### EXTRACT TO READ

+---+

The Girlcott is designed to drive demand for a healthier cosmetics and personal care industry through Awareness, Action, Alternatives and Advocacy.

But how did we come up with this name and what does it mean?

If you Google the word, “girlcott,” you may land on a reference to an effort organized in 2005 by a group of high school girls in Allegheny County, Pennsylvania to protest the sexist slogans printed on t-shirts sold by retailer, Abercrombie & Fitch.

These girls launched an email campaign to encourage other teens NOT to shop at Abercrombie & Fitch, which in turn inspired significant media coverage. The negative press and consumer backlash prompted the brand to remove several of the offending t-shirts and issue an apology to the girls.

They coined the term, girlcott, and we applaud these young women for stepping up, speaking out and taking an important stand about an issue they were passionate to embrace.

"However, the real origin for our movement comes from author, Stacy Malkan, whose superbly researched, eye-opening book, Not Just a Pretty Face: The Ugly Side of the Beauty Industry, references the word girlcott by Dr.Devra Davis--a scientific leader in efforts to promote safer and healthier products.

During an interview with renowned cancer researcher and author, Dr. Devra Davis, Malkan passes along Davis’ advice, “the simpler the better,” when it comes to choosing safer personal care products. Their dialogue continues to reflect their mutual recommendations about how to gradually replace the many items on our shelves that have the potential to cause us harm.

+---+

### RAW DATA
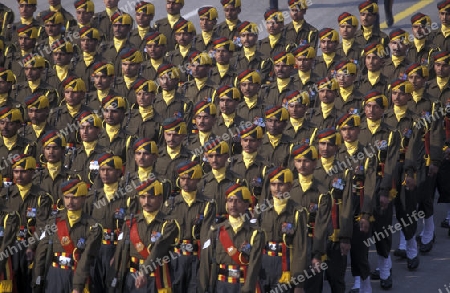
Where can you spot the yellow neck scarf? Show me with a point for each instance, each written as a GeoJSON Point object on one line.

+---+

### WORK ITEM A
List the four things through which the text on the Girlcott says it is designed to drive demand for a healthier cosmetics and personal care industry.
### WORK ITEM B
Carry on the text about the origin of the Girlcott name, starting right after its final sentence.

### TASK OUTPUT A
Awareness, Action, Alternatives, Advocacy

### TASK OUTPUT B
“I don’t think of it as a boycott – exactly - more like a ‘girlcott.’ Boycotts mean saying no. Girlcotts mean yes,” Dr. Davis explained. “Women are the main purchasers of products and take responsibility for what goes into the home. We can organize to change market forces by saying we don’t want cancer-causing products, and we do want safer products. When enough women get together, we can make things happen.”

And Malkan echoes, “It’s fun to think about spending my money on the kind of world I want to create. Yes to women finding and celebrating true beauty in ourselves and in each other. No to an organic experience created in a petrochemical factory. No, I don’t want to invest in a vision of the future that involves selling skin whitening cream to millions of villages in China. Yes to products that are safe for the fish, the frogs and all species of the planet. Yes to cosmetics that are 100% free of toxic chemicals linked to birth defects, cancer and learning disabilities. Yes to gathering together in communities and building political power to change the rules so that any of us can go into any store at any time, and buy any personal care products without having to worry about whether they are safe for our families.”

By taking a u-turn away from just saying no in the form of a traditional boycott, we are attempting to shift the paradigm to a positive direction of consumer influence. Similar momentum is building in the organic food industry where customers are allocating ever more precious dollars to groceries that avoid harmful ingredients such as pesticides, additives and genetically modified ingredients.

We hope to offer an example of how to empower women and their families to embrace healthier alternatives as well as advocate for new standards to shape industries that profoundly affect all of us.

The Girlcott is a consumer model for the future.

We are providing a strong message to the marketplace. We are guiding our government to protect us. And we are moving forward with solutions to problems of monumental importance to today’s society.

Everyone has a voice. Everyone has a choice. Everyone is invited to support The Girlcott!